**What you need to do**
Return each row below that contains the word "field", copying those rows in full. Case counts.

**Material provided**
○ ○ ○

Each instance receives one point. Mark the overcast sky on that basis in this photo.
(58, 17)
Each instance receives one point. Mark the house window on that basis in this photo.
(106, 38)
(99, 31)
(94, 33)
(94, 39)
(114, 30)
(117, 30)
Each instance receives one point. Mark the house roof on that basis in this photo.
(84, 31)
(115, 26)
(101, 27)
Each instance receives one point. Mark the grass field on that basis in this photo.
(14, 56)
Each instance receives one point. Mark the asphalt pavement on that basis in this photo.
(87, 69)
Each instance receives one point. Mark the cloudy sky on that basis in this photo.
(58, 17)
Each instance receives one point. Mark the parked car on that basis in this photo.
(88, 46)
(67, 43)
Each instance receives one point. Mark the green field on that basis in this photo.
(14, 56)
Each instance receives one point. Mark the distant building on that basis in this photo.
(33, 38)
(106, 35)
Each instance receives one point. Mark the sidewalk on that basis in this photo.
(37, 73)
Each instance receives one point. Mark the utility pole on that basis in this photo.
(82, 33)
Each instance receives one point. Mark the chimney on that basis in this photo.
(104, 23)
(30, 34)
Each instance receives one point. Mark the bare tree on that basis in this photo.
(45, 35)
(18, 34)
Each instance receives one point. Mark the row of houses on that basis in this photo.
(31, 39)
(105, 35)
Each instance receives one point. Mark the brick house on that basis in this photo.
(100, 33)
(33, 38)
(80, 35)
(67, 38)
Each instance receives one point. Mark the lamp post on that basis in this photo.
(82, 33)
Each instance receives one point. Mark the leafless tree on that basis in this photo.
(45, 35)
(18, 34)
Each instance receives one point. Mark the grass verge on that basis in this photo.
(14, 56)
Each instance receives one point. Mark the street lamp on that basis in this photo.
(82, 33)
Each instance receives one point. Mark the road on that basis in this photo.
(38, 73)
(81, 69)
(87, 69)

○ ○ ○

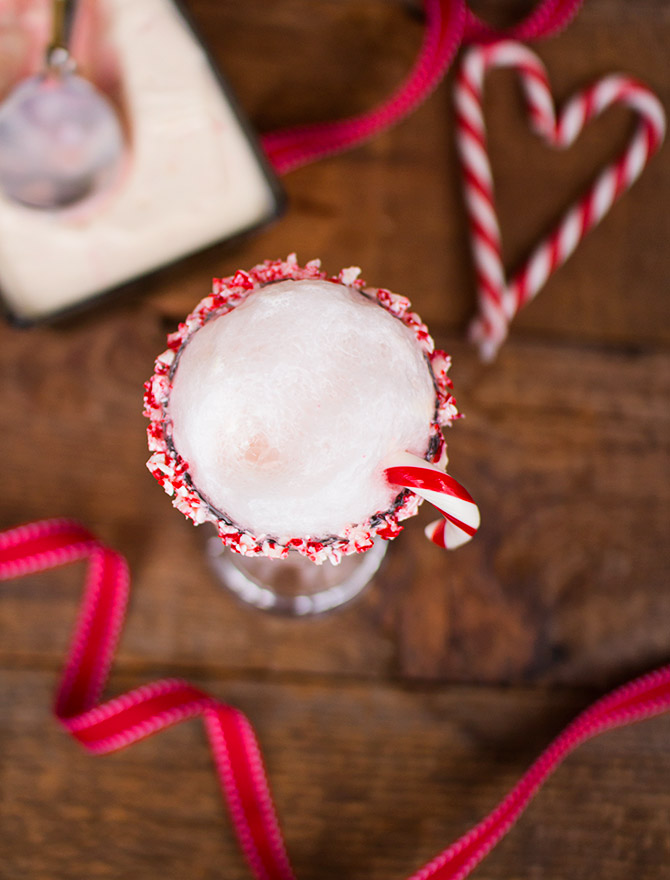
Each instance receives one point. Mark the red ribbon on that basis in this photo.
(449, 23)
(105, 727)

○ ○ ○

**Written answer**
Each instance receives one point. Mark the grass field on that basis in this photo.
Each instance receives one point. Mark the green field on that basis in this photo.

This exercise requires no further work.